# Job:
Arrange everything from the line containing "segment: sofa" down to the end of the data as a JSON list of strings, one string per line, with blank lines left out.

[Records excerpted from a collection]
---------------
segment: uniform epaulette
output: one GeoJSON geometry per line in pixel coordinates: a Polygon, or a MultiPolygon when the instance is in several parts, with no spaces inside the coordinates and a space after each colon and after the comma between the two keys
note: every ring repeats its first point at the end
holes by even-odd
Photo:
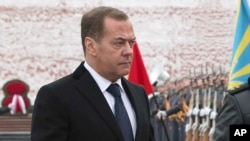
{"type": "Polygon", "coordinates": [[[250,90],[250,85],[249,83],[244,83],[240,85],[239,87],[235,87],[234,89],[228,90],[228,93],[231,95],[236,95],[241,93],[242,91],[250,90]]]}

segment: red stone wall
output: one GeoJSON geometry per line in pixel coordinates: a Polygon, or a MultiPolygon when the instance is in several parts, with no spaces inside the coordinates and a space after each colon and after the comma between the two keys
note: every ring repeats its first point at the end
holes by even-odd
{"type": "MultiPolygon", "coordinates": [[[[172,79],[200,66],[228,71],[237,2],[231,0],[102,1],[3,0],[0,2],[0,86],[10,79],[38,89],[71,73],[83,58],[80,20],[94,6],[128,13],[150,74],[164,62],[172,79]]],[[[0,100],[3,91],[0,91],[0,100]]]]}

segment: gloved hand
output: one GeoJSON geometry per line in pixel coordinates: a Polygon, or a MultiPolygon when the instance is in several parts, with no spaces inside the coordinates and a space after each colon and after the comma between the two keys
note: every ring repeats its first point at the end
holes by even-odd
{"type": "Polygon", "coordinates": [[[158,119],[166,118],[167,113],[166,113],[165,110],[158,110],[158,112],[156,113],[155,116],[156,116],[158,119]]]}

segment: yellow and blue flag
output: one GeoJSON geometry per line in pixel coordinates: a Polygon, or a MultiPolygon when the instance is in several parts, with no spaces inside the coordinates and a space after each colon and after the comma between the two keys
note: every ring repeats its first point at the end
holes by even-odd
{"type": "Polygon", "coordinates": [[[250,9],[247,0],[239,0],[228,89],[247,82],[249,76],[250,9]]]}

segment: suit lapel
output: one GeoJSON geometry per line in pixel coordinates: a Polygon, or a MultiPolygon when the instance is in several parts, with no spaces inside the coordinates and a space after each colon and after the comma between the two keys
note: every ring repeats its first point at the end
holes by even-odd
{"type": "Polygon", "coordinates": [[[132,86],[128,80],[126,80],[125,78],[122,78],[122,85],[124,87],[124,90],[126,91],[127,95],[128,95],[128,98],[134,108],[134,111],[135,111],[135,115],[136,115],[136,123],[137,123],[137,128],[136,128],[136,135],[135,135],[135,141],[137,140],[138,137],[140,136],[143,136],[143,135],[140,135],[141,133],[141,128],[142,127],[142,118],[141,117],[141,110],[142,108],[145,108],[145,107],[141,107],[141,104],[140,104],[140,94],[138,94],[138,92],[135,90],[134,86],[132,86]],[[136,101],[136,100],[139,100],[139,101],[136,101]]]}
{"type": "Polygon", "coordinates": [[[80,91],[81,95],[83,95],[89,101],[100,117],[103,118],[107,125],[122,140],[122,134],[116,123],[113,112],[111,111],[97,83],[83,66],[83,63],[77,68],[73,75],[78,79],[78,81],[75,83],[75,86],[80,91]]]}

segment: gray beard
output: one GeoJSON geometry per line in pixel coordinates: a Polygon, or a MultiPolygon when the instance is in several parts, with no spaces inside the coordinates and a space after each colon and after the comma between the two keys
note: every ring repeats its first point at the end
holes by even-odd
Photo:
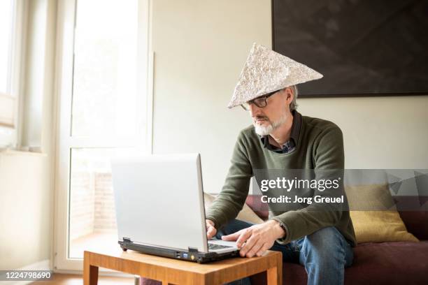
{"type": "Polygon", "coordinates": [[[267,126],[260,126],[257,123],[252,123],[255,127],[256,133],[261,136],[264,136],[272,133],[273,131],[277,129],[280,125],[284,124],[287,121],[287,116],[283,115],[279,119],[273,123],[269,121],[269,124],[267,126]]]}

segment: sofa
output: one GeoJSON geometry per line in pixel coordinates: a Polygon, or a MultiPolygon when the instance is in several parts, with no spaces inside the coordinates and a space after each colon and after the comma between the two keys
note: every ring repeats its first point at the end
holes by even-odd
---------------
# Response to the task:
[
  "segment: sofa",
  "output: one GeoJSON geometry per line in pixel coordinates: a Polygon, or a MultiPolygon when the instance is in several parts, with no spaces inside the coordinates and a space after each colon and after the comma between the two keys",
  "note: every ring repeats its first point at the end",
  "holes by even-odd"
]